_REQUIREMENT_
Please copy every line of the material below without any changes, leaving the pictures out of your answer.

begin INFORMATION PROVIDED

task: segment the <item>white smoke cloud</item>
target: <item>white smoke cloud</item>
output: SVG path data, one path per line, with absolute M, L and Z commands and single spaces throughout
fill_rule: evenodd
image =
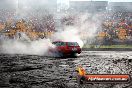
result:
M 2 52 L 7 54 L 47 55 L 49 48 L 54 48 L 49 39 L 35 41 L 8 40 L 2 42 Z

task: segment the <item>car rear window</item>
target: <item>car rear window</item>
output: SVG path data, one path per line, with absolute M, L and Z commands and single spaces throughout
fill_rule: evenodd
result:
M 68 42 L 68 46 L 79 46 L 77 42 Z
M 66 45 L 65 42 L 53 42 L 53 44 L 56 46 L 65 46 Z

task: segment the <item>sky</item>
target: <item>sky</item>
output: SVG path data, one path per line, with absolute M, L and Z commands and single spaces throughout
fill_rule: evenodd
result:
M 70 1 L 91 1 L 91 0 L 70 0 Z M 132 2 L 132 0 L 92 0 L 92 1 Z

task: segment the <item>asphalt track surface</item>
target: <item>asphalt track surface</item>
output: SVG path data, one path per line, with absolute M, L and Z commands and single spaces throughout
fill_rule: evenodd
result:
M 131 51 L 83 51 L 64 58 L 0 54 L 0 88 L 132 88 L 132 82 L 79 85 L 75 78 L 78 65 L 90 74 L 132 75 L 131 59 Z

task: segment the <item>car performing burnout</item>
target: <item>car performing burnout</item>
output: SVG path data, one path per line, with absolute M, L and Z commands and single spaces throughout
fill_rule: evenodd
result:
M 81 53 L 81 48 L 77 42 L 55 41 L 52 44 L 54 44 L 56 47 L 51 48 L 50 52 L 57 54 L 60 57 L 76 56 L 76 54 Z

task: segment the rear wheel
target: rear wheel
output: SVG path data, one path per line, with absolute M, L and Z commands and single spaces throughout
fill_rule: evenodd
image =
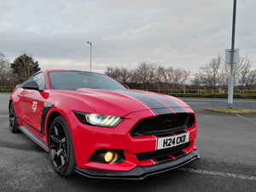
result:
M 52 122 L 49 132 L 49 148 L 51 164 L 61 176 L 74 172 L 75 156 L 68 125 L 62 116 Z
M 15 113 L 15 109 L 13 102 L 10 102 L 9 107 L 9 129 L 13 133 L 20 132 L 18 128 L 18 122 Z

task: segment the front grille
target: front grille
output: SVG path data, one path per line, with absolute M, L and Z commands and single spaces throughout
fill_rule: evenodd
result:
M 174 148 L 164 148 L 157 151 L 150 151 L 146 153 L 140 153 L 136 154 L 135 155 L 139 161 L 152 159 L 156 160 L 157 161 L 170 160 L 172 159 L 169 155 L 172 155 L 176 159 L 185 155 L 185 154 L 183 153 L 182 150 L 188 148 L 189 144 L 190 143 L 189 142 Z
M 162 114 L 140 120 L 130 134 L 131 137 L 164 136 L 191 127 L 194 121 L 193 113 Z

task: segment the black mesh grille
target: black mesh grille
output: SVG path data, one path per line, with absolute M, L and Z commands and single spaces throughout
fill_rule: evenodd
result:
M 181 150 L 188 148 L 189 144 L 190 143 L 186 143 L 174 148 L 164 148 L 157 151 L 150 151 L 146 153 L 140 153 L 140 154 L 136 154 L 135 155 L 137 156 L 138 160 L 154 159 L 157 160 L 158 161 L 162 161 L 160 160 L 166 159 L 166 157 L 170 154 L 176 158 L 179 157 L 180 154 L 185 154 L 184 153 L 181 152 Z
M 163 136 L 191 127 L 194 119 L 192 113 L 162 114 L 140 120 L 130 134 L 131 137 Z

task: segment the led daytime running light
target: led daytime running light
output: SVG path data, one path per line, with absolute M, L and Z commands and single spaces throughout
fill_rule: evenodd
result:
M 116 126 L 121 120 L 122 118 L 110 115 L 101 115 L 95 113 L 85 113 L 86 120 L 93 125 L 99 126 Z

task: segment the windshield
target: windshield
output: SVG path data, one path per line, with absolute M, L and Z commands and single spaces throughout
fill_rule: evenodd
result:
M 49 81 L 50 89 L 52 90 L 77 90 L 79 88 L 91 88 L 100 90 L 125 89 L 122 84 L 112 78 L 89 72 L 49 72 Z

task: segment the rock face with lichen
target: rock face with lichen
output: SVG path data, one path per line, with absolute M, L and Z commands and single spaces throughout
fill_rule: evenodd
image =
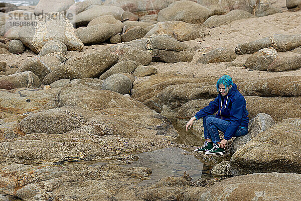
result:
M 36 26 L 19 30 L 21 40 L 26 46 L 38 53 L 48 41 L 57 40 L 65 44 L 68 50 L 81 51 L 83 43 L 76 37 L 69 20 L 60 13 L 41 15 L 36 19 Z
M 199 25 L 181 21 L 167 21 L 158 22 L 144 37 L 165 34 L 179 41 L 194 40 L 205 36 L 204 29 Z
M 39 87 L 40 85 L 40 79 L 31 71 L 0 77 L 0 88 L 10 90 L 21 87 Z
M 132 52 L 135 50 L 136 50 L 137 54 L 142 51 L 144 54 L 150 54 L 153 60 L 166 63 L 189 62 L 194 56 L 192 48 L 167 35 L 135 40 L 110 47 L 105 51 L 116 54 L 119 57 L 119 60 L 132 60 L 144 65 L 148 65 L 149 63 L 145 63 L 145 61 L 139 59 L 140 55 L 124 54 L 129 51 Z M 124 56 L 126 56 L 126 59 L 123 58 Z
M 213 11 L 195 2 L 176 1 L 158 13 L 158 22 L 183 21 L 191 24 L 202 24 L 213 14 Z
M 199 200 L 217 201 L 219 197 L 228 200 L 240 197 L 242 200 L 279 200 L 301 198 L 299 194 L 287 193 L 297 192 L 301 179 L 299 174 L 266 173 L 235 176 L 215 184 L 198 195 Z M 243 192 L 243 193 L 242 193 Z
M 275 124 L 237 150 L 230 160 L 234 176 L 258 172 L 300 174 L 300 127 L 295 122 Z

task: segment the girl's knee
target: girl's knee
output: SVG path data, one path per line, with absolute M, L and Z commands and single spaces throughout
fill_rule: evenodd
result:
M 215 118 L 213 117 L 209 117 L 208 118 L 206 119 L 206 125 L 210 125 L 212 123 L 212 121 L 214 120 Z

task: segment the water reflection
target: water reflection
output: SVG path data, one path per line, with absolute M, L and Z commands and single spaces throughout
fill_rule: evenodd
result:
M 152 169 L 150 179 L 140 184 L 153 183 L 166 176 L 181 176 L 184 172 L 193 179 L 202 175 L 203 163 L 189 152 L 181 148 L 169 148 L 136 154 L 139 159 L 125 167 L 147 167 Z

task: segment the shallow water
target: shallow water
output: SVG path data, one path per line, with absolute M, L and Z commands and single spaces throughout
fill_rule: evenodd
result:
M 150 179 L 143 180 L 140 185 L 153 183 L 166 176 L 181 176 L 185 172 L 193 179 L 201 178 L 201 163 L 189 152 L 178 148 L 169 148 L 136 154 L 139 159 L 124 167 L 147 167 L 153 171 Z

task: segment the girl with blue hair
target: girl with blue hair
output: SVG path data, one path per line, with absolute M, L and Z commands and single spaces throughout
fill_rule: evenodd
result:
M 216 83 L 217 97 L 208 106 L 200 110 L 186 124 L 186 131 L 190 129 L 193 121 L 203 118 L 205 142 L 195 151 L 205 152 L 206 154 L 225 153 L 225 145 L 232 137 L 239 137 L 248 133 L 249 113 L 243 96 L 237 90 L 229 75 L 221 77 Z M 217 112 L 216 115 L 214 114 Z M 221 141 L 218 131 L 224 133 Z

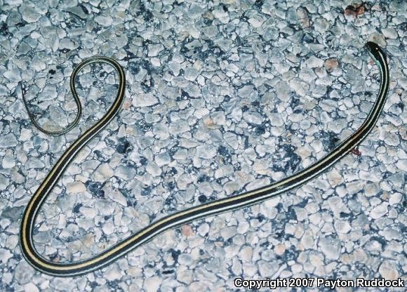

end INFORMATION PROVIDED

_RESULT_
task: segment the <item>white smoke cloud</item>
target: <item>white smoke cloud</item>
output: SVG path data, one path per line, with absolute M, L and Z commands and single spaces throughout
fill_rule: evenodd
image =
result:
M 2 52 L 7 54 L 47 55 L 49 48 L 54 48 L 49 39 L 35 41 L 8 40 L 2 42 Z

task: segment the <item>car rear window</item>
target: <item>car rear window</item>
output: SVG path data, one path per line, with absolute M, L and Z commands and single spaces throughout
fill_rule: evenodd
result:
M 68 42 L 68 46 L 79 46 L 77 42 Z
M 66 45 L 65 42 L 53 42 L 53 44 L 56 46 L 65 46 Z

task: segment the <item>sky</item>
target: <item>sky</item>
output: SVG path data, one path per line, with absolute M, L and Z commands and single spaces throughout
fill_rule: evenodd
result:
M 70 1 L 91 1 L 91 0 L 70 0 Z M 132 2 L 132 0 L 92 0 L 92 1 Z

task: segment the <item>asphalt track surface</item>
target: <item>asphalt track surface</item>
output: SVG path data, one path per line, with absolute M, L and Z commands and single spaces throughout
fill_rule: evenodd
result:
M 131 51 L 83 51 L 64 58 L 0 54 L 0 88 L 132 88 L 132 82 L 79 85 L 75 78 L 78 65 L 90 74 L 132 75 L 131 59 Z

task: segment the <item>car performing burnout</item>
target: <item>car performing burnout</item>
output: SVG path data, one path per line, with absolute M, L and Z commands and single spaces throughout
fill_rule: evenodd
result:
M 81 53 L 81 48 L 77 42 L 55 41 L 52 44 L 54 44 L 56 47 L 51 48 L 50 52 L 57 54 L 60 57 L 76 56 L 76 54 Z

task: segment the rear wheel
target: rear wheel
output: SVG path data, one path per line, with absolute M, L and Z commands and single spaces throughout
fill_rule: evenodd
image =
result:
M 52 122 L 49 132 L 49 148 L 51 164 L 61 176 L 74 172 L 75 156 L 68 125 L 62 116 Z
M 15 113 L 15 109 L 13 102 L 10 102 L 9 107 L 9 129 L 13 133 L 20 132 L 18 128 L 18 122 Z

task: segment the front grille
target: front grille
output: SVG path data, one path per line, with absolute M, L and Z commands and single spaces throughout
fill_rule: evenodd
result:
M 174 148 L 164 148 L 157 151 L 150 151 L 146 153 L 140 153 L 136 154 L 135 155 L 139 161 L 152 159 L 156 160 L 157 161 L 170 160 L 172 159 L 169 155 L 172 155 L 176 159 L 185 155 L 185 154 L 183 153 L 182 150 L 188 148 L 189 144 L 190 143 L 189 142 Z
M 162 114 L 140 120 L 130 134 L 131 137 L 164 136 L 191 127 L 194 121 L 193 113 Z

task: segment the black mesh grille
target: black mesh grille
output: SVG path data, one path per line, with absolute M, L and Z commands and single spaces throughout
fill_rule: evenodd
result:
M 181 150 L 188 148 L 189 144 L 190 143 L 186 143 L 174 148 L 164 148 L 157 151 L 150 151 L 146 153 L 140 153 L 140 154 L 136 154 L 135 155 L 137 156 L 138 160 L 154 159 L 157 160 L 158 161 L 162 161 L 160 160 L 166 159 L 166 157 L 170 154 L 176 158 L 179 157 L 180 154 L 185 154 L 184 153 L 181 152 Z
M 163 136 L 191 127 L 194 119 L 192 113 L 162 114 L 140 120 L 130 134 L 131 137 Z

task: segment the led daytime running light
target: led daytime running light
output: SVG path data, one path per line, with absolute M, L and Z commands and single spaces throughout
fill_rule: evenodd
result:
M 116 126 L 121 120 L 122 118 L 110 115 L 101 115 L 95 113 L 85 113 L 86 120 L 93 125 L 99 126 Z

task: segment the windshield
target: windshield
output: SVG path data, one path per line, with absolute M, L and Z commands and single spaces throughout
fill_rule: evenodd
result:
M 49 81 L 50 89 L 52 90 L 77 90 L 79 88 L 91 88 L 100 90 L 125 89 L 122 84 L 112 78 L 89 72 L 49 72 Z

task: segment the rock face with lichen
target: rock face with lichen
output: SVG path data, one path per line, with absolute M, L and Z commands and single spaces throughout
fill_rule: evenodd
image =
result:
M 36 26 L 19 30 L 21 40 L 26 46 L 38 53 L 48 41 L 57 40 L 65 44 L 68 50 L 81 51 L 83 43 L 76 37 L 69 20 L 60 13 L 41 15 L 36 19 Z
M 199 25 L 181 21 L 167 21 L 158 22 L 144 37 L 165 34 L 179 41 L 194 40 L 205 36 L 204 29 Z
M 39 87 L 40 85 L 40 79 L 31 71 L 0 77 L 0 88 L 10 90 L 21 87 Z
M 132 52 L 135 50 L 136 50 L 137 54 L 142 51 L 144 54 L 150 54 L 153 60 L 166 63 L 189 62 L 194 56 L 192 48 L 167 35 L 135 40 L 110 47 L 105 51 L 116 54 L 119 57 L 119 60 L 132 60 L 144 65 L 148 65 L 149 63 L 145 63 L 145 61 L 139 59 L 140 55 L 124 54 L 129 51 Z M 124 56 L 126 56 L 126 59 L 123 58 Z
M 213 11 L 195 2 L 176 1 L 158 13 L 158 22 L 183 21 L 191 24 L 202 24 L 213 14 Z
M 199 200 L 217 201 L 219 197 L 228 200 L 240 197 L 242 200 L 279 200 L 301 198 L 299 194 L 287 193 L 297 192 L 301 179 L 299 174 L 266 173 L 235 176 L 215 184 L 198 195 Z M 243 192 L 243 193 L 242 193 Z
M 275 124 L 237 150 L 230 160 L 234 176 L 258 172 L 300 174 L 300 127 L 295 122 Z

task: segment the girl's knee
target: girl's knee
output: SVG path data, one path per line, with absolute M, L and Z commands and single spaces throughout
fill_rule: evenodd
result:
M 215 118 L 213 117 L 209 117 L 208 118 L 206 119 L 206 125 L 210 125 L 212 123 L 212 121 L 214 120 Z

task: segment the water reflection
target: water reflection
output: SVG path data, one path per line, with absolute M, L and Z commands and single spaces throughout
fill_rule: evenodd
result:
M 152 169 L 150 179 L 140 184 L 153 183 L 166 176 L 181 176 L 184 172 L 193 179 L 202 175 L 203 163 L 189 152 L 181 148 L 169 148 L 136 154 L 139 159 L 125 167 L 147 167 Z

task: segment the shallow water
target: shallow water
output: SVG path data, one path per line, with absolute M, L and Z commands and single spaces throughout
fill_rule: evenodd
result:
M 150 179 L 143 180 L 140 185 L 153 183 L 166 176 L 181 176 L 185 172 L 193 179 L 201 178 L 201 163 L 189 152 L 178 148 L 169 148 L 136 154 L 139 159 L 124 167 L 147 167 L 153 171 Z

task: segment the girl with blue hair
target: girl with blue hair
output: SVG path data, one path per line, with absolute M, L and Z commands and single spaces throughout
fill_rule: evenodd
result:
M 216 83 L 217 97 L 208 106 L 200 110 L 186 124 L 186 131 L 190 129 L 193 121 L 203 118 L 205 142 L 195 151 L 205 152 L 206 154 L 225 153 L 225 145 L 232 137 L 239 137 L 248 133 L 249 113 L 243 96 L 237 90 L 229 75 L 221 77 Z M 217 112 L 216 115 L 214 114 Z M 221 141 L 218 131 L 224 133 Z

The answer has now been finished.